### [Textauszug]
· · · · ·

4 Minuten Lesezeit 26 Oktober 2017
Frau beobachtet zwei Bildschirme

Warum Kultur zählt: Übergang von der Sanierung zur Innovation

Von Jan Bellens

EY Global Banking & Capital Markets Sector Leader

Passionate leader on innovation in financial services, especially in emerging markets. Global citizen. Keen traveler.

4 Minuten Lesezeit 26 Oktober 2017

Um die für eine Wachstumsagenda notwendigen Finanz- und Managementkapazitäten zu schaffen, müssen Banken ihre Risikokultur verbessern.

Auf die Kultur kommt es an. Die Dinge richtig zu machen, ist mindestens genauso wichtig, wie die richtigen Dinge zu tun. Das ist eine der Lehren, die Aufsichtsbehörden aus der Finanzkrise und den immer wieder auftretenden Compliance- und Verhaltensfehlern gezogen haben.

Für die Banken kommt diese Einsicht zur rechten Zeit: Geldstrafen und Vergleiche wegen Fehlverhaltens haben ihr Kapital geschmälert, die Sanierung hat das Management beschäftigt. Das drückt die Renditen und behindert das Wachstum.

· · · · ·

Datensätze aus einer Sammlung
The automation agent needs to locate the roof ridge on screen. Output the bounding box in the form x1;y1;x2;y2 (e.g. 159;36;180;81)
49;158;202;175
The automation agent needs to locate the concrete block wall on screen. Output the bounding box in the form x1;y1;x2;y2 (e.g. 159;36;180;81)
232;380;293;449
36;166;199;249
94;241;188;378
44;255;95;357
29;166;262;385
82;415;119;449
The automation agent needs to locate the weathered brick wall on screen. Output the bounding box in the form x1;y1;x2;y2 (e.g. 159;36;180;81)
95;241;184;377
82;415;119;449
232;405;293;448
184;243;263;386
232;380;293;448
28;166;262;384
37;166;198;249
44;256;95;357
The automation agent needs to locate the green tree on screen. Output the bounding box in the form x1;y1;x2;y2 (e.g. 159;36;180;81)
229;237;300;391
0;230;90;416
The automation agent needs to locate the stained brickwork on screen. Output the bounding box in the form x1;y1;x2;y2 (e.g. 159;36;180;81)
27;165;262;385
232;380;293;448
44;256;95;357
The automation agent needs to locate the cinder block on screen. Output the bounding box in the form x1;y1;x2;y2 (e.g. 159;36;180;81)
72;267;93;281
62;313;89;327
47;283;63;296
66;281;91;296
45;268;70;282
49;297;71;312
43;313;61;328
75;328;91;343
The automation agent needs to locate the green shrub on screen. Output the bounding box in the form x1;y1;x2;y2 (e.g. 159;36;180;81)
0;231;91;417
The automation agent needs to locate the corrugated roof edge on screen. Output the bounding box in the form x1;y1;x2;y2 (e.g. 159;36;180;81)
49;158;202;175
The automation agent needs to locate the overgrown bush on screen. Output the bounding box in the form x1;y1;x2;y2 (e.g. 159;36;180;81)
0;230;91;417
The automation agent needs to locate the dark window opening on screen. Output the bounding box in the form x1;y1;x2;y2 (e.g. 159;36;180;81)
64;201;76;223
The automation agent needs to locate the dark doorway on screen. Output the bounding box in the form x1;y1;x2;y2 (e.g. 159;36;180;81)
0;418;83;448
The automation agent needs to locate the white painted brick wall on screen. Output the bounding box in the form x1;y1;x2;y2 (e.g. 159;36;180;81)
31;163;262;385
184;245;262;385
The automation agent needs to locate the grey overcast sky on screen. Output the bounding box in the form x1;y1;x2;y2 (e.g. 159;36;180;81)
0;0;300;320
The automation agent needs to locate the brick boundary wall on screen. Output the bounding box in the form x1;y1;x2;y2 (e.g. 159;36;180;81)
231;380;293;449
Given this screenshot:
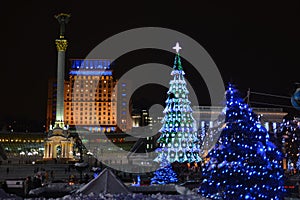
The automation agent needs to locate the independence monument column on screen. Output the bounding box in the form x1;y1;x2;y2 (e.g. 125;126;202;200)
54;13;70;129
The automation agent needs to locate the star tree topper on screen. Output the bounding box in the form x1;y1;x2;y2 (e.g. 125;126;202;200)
173;42;181;53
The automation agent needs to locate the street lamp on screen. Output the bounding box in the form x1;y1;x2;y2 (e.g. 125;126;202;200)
86;151;94;165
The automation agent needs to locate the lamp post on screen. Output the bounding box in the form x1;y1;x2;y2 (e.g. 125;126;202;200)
86;151;94;166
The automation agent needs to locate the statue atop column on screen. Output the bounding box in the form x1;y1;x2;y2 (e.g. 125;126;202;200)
54;13;71;38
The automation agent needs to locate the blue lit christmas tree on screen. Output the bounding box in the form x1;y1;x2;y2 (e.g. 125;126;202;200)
151;155;178;185
156;43;201;163
199;85;285;199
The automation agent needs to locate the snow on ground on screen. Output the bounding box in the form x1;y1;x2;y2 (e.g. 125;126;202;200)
26;193;207;200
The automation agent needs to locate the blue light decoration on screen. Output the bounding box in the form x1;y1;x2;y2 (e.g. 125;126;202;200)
155;48;201;163
198;84;285;199
151;154;178;185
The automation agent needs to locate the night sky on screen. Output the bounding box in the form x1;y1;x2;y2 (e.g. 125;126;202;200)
0;0;300;130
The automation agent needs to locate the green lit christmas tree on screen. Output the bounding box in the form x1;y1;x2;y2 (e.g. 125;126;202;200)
156;43;201;163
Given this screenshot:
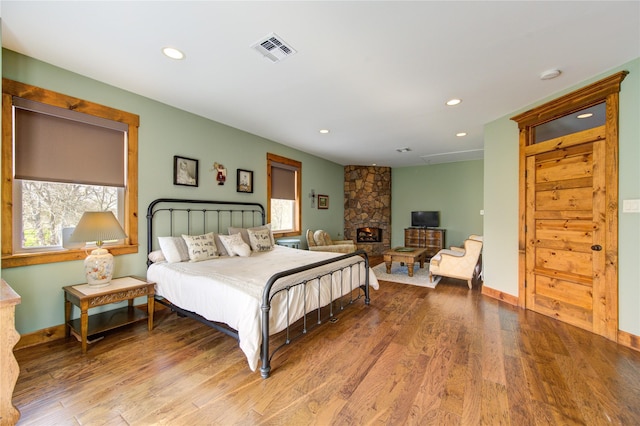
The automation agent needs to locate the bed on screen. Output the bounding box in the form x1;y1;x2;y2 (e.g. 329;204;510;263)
147;198;378;379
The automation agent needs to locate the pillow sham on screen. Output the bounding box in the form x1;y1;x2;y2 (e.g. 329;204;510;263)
147;250;167;263
182;232;218;262
158;237;189;263
247;229;273;251
220;233;251;257
228;223;276;246
213;234;229;256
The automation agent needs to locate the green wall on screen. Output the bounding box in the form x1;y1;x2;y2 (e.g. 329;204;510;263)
391;160;484;247
483;58;640;336
0;49;344;334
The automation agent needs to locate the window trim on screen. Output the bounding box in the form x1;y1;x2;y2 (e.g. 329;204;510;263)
0;78;140;268
267;153;302;238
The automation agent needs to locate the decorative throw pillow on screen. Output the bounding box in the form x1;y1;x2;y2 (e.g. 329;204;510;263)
158;237;189;263
247;229;273;251
228;223;276;246
213;234;229;256
147;250;167;263
220;234;251;256
182;232;217;262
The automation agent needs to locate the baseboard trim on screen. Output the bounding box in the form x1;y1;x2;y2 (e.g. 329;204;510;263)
482;285;518;306
13;324;65;351
618;330;640;351
13;303;167;351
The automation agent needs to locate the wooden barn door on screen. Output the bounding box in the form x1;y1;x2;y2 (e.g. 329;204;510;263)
525;126;616;331
512;71;627;341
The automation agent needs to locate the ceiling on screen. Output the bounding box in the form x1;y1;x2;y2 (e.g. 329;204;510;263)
0;0;640;167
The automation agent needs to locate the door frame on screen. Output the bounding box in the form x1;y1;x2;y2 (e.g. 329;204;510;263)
511;71;628;341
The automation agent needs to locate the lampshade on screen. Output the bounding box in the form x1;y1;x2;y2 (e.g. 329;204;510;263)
69;212;127;287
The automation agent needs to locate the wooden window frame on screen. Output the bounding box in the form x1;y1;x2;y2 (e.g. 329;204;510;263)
267;153;302;238
0;78;140;268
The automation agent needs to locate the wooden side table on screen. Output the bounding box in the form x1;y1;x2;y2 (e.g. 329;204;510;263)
62;276;155;354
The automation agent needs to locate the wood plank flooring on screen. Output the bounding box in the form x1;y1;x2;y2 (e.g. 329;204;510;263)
13;258;640;426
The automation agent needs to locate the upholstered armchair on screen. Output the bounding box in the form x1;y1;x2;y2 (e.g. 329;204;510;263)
429;235;482;288
307;229;357;253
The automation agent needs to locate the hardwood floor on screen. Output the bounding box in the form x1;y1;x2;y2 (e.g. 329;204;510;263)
13;262;640;425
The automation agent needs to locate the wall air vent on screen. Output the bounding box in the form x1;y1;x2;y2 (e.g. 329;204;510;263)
251;33;296;62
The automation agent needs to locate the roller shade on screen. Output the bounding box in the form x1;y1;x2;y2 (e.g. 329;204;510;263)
13;97;128;187
271;163;296;200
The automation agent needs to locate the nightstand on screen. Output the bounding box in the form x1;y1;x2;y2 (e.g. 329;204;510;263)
276;238;300;249
62;276;155;354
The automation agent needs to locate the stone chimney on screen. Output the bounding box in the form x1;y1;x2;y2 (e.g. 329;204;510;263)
344;166;391;256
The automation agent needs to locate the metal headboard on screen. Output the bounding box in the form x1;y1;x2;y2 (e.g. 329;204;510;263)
147;198;265;263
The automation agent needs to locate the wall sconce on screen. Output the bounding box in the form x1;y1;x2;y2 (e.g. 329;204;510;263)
309;189;316;209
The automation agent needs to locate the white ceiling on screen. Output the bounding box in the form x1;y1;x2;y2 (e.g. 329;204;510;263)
0;0;640;167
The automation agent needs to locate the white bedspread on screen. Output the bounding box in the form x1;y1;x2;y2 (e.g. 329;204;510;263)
147;246;378;371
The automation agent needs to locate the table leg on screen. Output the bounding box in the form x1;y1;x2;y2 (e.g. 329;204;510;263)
64;294;71;337
147;294;155;331
407;262;414;277
80;308;89;354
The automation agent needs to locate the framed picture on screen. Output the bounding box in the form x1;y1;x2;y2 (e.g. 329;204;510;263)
236;169;253;192
318;194;329;209
173;155;198;186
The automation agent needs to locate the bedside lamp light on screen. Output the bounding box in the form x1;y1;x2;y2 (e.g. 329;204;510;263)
69;211;127;287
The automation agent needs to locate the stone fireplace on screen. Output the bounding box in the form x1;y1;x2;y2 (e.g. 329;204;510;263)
344;166;391;256
356;226;382;243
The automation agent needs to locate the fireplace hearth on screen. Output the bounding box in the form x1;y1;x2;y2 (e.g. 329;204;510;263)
356;227;382;243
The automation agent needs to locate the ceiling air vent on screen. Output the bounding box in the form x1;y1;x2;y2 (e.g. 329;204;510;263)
251;33;296;62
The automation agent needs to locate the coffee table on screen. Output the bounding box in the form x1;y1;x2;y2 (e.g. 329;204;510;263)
383;247;427;277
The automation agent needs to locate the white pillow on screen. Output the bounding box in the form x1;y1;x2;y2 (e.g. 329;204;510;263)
213;234;229;256
182;232;218;262
220;234;251;257
147;250;167;263
247;229;273;251
158;237;189;263
228;223;276;246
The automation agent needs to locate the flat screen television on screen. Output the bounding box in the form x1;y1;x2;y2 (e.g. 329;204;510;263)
411;211;440;228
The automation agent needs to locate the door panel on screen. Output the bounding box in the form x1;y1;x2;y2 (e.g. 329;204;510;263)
525;126;606;331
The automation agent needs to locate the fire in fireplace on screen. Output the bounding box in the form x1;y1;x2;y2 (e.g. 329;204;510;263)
356;227;382;243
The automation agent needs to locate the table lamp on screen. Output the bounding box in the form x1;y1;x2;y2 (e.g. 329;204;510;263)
69;211;127;287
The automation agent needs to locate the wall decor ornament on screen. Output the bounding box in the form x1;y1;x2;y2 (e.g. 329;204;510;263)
318;194;329;209
236;169;253;192
212;163;227;185
173;155;198;186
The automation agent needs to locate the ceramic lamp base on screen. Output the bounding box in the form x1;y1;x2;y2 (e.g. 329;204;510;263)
84;248;113;287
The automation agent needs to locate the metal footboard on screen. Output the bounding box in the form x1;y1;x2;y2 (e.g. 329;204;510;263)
260;250;371;379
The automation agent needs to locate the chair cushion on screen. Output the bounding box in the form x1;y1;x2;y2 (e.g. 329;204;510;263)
313;229;333;246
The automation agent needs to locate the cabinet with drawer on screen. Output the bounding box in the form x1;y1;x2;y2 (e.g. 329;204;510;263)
404;228;445;259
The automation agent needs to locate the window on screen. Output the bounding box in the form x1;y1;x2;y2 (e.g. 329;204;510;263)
2;79;139;267
267;154;302;237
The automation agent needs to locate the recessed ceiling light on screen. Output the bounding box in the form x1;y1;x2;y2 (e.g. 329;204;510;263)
162;47;184;60
540;69;562;80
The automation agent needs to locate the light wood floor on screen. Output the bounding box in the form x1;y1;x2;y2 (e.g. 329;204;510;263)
14;258;640;426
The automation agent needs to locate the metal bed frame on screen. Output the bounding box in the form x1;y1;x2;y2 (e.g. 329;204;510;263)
147;198;370;379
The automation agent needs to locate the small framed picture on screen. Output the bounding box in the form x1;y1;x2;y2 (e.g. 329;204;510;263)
318;194;329;209
173;155;198;186
236;169;253;192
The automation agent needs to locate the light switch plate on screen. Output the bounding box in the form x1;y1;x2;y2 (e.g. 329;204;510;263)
622;200;640;213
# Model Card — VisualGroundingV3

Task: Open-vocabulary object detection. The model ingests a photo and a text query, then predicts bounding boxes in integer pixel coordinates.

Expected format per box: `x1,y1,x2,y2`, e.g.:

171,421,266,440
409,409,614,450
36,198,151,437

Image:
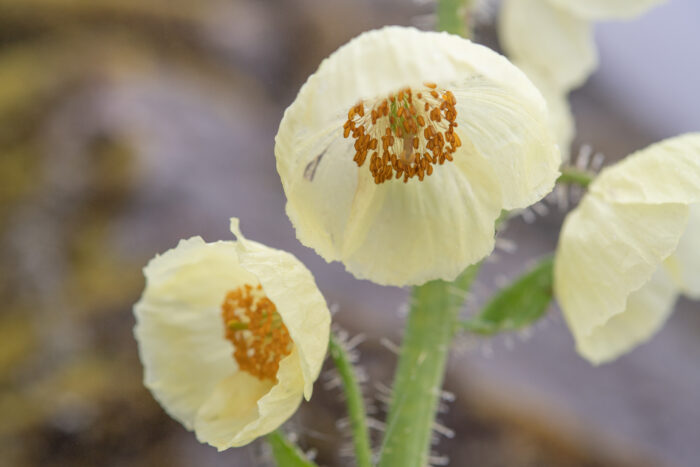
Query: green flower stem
378,265,479,467
266,430,318,467
329,333,372,467
557,167,595,188
437,0,471,37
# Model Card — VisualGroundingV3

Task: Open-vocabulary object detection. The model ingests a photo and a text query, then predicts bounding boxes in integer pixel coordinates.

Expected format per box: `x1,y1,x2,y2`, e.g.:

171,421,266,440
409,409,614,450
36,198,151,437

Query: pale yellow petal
577,267,678,364
195,347,304,451
515,62,576,163
664,204,700,300
275,27,560,285
498,0,598,91
231,219,331,400
134,237,256,429
589,133,700,204
548,0,667,21
343,148,501,285
554,194,688,352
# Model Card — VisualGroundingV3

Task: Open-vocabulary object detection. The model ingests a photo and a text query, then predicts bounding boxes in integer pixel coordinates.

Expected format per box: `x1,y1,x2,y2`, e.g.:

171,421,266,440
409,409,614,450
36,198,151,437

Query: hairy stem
379,265,479,467
329,334,372,467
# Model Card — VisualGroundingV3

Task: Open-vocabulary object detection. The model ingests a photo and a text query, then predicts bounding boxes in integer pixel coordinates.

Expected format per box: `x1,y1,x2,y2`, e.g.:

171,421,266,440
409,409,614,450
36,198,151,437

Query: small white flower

· · · · ·

### [Anstehende Aufgaben]
1. Was müssen Banken laut dem Artikel über die Risikokultur von Banken verbessern, um die für eine Wachstumsagenda nötigen Finanz- und Managementkapazitäten zu schaffen?
2. Knüpfe bitte an den letzten Satz des Artikels über die Risikokultur von Banken an und schreibe ihn weiter.
Die Daten spielen hier keine Rolle.

### [Gelöste Aufgaben]
1. Ihre Risikokultur.

2.
Um die für eine Wachstumsagenda notwendigen Finanz- und Managementkapazitäten zu schaffen, müssen Banken ihre Risikokultur verbessern. Eine bessere Kultur kann dazu beitragen, die Zahl kostspieliger Compliance-Verstöße zu reduzieren, sie vielleicht sogar ganz zu verhindern. Dadurch wiederum schützen Banken ihre Reputation, bewahren ihr Kapital und verschaffen dem Management den Freiraum, sich auf die Entwicklung und Umsetzung einer Strategie zu konzentrieren, mit der das Geldinstitut wettbewerbsfähig bleibt.

Was macht eine gute Risikokultur aus?

Risikobereitschaft ist die Essenz des Bankwesens. Banken schaffen Mehrwert, weil sie die Risiken im Zusammenhang mit Krediten, Liquidität, Zinssätzen und Devisen sowie operative Risiken tragen, die Privatpersonen und Institutionen scheuen.

Die Risikokultur einer Bank umfasst die Prozesse, bei denen sie Risiken übernimmt und steuert. Eine gute Risikokultur macht aus, die Risiken aus Sicht der Kunden, Geschäftspartner und Anleger gewissenhaft zu managen. In einer solchen Kultur behandelt die Bank ihre Kunden fair. Sie verhält sich auf den Finanzmärkten integer, gleicht Risiko und Ertrag aus und stellt sicher, dass sie angemessen für das eingegangene Risiko entschädigt wird. Und sie hält sich an alle geltenden Vorschriften.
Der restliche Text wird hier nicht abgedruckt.